■ TEXT SECTION
At the same time one sees the return of a heroic realism, of the strength of the paternal order even in ruins. The Donbass for example. However, this possibility is very limited, the warriors of today recognise the continued possibility of world destruction, of a war that embroils the entire homeland and its undergrowth - the war which cannot be won is one of the consequences of the Nuremberg occuparion.

Nonetheless, these strategic clashes will have to be resolved, and with each incursion the potential territory of war increases. The geopolitical warnings from Russia of a First Strike should not be taken lightly: there are either continued peace operations or a total war of destruction. The blitz defeat of America against Iran required nothing more than a phone call and the naming of a single Israeli city.

If one wants to salvage the final years of Germany then it is necessary to accept that logistics must be handled first - to gain the upper hand in technical war requires being ahead of mobilisation. This seems an entirely passive relation to war, but it should be remembered that the law of Roman warfare grounded itself.in the descent into the underworld, of the plundering of wealth and its redistribution.

■ REQUIRED TASK 1
Please pick out every line of the entries below that contains the string "cluster", and copy each one. Case counts.

■ DATASET ROWS
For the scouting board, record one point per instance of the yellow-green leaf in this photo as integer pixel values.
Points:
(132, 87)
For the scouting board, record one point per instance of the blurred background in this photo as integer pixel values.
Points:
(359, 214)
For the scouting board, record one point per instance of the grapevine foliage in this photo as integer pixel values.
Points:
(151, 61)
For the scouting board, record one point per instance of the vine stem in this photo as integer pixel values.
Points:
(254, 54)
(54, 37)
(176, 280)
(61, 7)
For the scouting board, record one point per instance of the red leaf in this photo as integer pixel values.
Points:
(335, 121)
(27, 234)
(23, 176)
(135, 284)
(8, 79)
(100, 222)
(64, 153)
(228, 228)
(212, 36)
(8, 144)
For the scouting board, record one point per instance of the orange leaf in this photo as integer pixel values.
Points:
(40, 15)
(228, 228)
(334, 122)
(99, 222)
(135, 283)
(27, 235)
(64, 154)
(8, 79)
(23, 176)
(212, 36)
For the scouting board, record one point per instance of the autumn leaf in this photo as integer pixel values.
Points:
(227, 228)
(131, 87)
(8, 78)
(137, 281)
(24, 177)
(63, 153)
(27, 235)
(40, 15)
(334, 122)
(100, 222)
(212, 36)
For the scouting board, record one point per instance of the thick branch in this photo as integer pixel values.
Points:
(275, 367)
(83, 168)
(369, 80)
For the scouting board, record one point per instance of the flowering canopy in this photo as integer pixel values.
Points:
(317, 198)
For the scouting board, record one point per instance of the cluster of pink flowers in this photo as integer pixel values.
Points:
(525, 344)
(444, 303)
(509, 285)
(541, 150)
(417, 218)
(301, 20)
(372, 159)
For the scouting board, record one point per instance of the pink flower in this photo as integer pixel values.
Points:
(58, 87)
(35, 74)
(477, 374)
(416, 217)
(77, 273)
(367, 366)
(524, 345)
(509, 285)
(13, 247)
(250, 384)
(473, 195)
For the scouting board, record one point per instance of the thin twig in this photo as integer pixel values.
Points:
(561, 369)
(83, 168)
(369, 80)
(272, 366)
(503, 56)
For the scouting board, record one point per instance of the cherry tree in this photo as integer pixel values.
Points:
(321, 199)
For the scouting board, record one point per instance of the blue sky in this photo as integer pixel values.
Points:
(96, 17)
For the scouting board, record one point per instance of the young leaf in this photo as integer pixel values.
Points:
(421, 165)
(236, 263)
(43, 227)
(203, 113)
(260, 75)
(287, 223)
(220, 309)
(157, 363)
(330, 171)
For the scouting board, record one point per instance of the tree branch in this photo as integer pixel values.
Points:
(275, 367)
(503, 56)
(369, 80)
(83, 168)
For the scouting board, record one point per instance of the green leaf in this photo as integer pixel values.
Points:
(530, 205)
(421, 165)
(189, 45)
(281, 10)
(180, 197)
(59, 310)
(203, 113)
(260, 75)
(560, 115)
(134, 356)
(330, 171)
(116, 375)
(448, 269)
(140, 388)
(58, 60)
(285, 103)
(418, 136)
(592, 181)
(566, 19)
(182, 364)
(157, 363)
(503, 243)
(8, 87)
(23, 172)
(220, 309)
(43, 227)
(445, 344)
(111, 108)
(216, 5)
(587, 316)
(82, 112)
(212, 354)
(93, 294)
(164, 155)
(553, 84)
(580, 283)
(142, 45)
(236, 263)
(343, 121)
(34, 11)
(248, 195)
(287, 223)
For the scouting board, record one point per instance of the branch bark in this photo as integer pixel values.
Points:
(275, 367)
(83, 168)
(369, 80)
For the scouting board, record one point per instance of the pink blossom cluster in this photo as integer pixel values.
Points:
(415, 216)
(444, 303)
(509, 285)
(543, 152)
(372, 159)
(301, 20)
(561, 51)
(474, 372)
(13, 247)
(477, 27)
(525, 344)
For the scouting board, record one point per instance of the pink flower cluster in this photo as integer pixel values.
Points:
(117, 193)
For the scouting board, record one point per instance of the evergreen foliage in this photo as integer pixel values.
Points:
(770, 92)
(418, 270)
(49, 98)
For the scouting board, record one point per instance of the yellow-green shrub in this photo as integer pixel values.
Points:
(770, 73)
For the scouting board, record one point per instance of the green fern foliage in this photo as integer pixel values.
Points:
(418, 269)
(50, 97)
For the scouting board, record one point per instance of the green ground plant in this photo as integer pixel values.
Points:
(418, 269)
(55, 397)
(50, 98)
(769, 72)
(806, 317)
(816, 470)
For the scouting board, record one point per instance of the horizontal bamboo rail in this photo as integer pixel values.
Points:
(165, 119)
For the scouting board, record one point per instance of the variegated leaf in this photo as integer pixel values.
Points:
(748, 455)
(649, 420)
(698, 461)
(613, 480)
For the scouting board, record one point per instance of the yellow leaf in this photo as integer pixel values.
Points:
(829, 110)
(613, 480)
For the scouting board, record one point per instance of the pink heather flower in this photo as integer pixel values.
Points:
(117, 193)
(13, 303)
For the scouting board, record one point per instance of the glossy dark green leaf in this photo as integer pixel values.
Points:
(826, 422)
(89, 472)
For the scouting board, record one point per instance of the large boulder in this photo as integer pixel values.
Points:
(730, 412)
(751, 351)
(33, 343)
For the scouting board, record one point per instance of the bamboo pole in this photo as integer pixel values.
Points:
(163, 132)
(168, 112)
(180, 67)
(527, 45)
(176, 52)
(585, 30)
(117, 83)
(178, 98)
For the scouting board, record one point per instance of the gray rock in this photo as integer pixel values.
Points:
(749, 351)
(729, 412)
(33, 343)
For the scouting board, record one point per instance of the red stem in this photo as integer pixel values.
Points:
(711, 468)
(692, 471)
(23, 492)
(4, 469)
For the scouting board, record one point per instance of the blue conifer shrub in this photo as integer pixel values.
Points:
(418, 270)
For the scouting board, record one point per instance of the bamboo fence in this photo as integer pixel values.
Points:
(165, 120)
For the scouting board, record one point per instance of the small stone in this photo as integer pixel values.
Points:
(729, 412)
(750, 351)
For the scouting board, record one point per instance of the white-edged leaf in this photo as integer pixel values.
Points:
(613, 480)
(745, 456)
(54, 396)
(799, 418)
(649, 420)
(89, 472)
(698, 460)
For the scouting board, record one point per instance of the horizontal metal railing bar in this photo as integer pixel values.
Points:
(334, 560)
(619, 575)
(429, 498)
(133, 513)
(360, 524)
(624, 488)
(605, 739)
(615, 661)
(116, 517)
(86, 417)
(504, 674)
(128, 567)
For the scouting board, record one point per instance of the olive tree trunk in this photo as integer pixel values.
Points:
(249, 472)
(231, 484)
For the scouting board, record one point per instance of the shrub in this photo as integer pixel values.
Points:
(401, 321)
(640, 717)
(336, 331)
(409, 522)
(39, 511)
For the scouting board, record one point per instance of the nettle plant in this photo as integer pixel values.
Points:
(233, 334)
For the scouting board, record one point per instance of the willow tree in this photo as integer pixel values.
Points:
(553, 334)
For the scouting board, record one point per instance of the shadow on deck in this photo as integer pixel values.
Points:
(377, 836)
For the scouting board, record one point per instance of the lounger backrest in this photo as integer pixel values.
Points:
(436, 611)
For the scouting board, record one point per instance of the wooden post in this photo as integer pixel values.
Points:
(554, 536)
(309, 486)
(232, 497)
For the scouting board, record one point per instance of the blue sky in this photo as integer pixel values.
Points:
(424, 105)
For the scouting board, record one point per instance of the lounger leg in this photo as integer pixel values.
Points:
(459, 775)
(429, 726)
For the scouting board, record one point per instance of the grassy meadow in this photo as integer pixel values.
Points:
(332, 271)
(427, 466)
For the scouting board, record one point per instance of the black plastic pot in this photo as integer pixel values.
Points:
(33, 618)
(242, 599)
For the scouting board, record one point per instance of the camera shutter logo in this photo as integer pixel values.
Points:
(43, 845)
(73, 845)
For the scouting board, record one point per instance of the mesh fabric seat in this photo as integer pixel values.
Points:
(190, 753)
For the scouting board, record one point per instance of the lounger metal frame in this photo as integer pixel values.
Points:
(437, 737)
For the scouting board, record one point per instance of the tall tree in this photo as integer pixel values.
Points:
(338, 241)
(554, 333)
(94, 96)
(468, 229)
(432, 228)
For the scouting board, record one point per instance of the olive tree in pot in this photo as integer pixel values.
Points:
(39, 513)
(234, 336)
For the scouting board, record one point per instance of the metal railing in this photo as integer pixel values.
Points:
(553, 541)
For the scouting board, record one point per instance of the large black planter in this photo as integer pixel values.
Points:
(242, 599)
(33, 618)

■ REQUIRED TASK 2
In the war passage above, what did the blitz defeat of America against Iran require?

■ EXPECTED OUTPUT 1
For the scouting board, record one point per instance of the cluster of pink flowers in this photo as integer pixel values.
For the scouting board, record one point per instance of the pink blossom cluster in this photo as integer pixel values.
For the scouting board, record one point per instance of the pink flower cluster in this photo as integer pixel values.

■ EXPECTED OUTPUT 2
Nothing more than a phone call and the naming of a single Israeli city.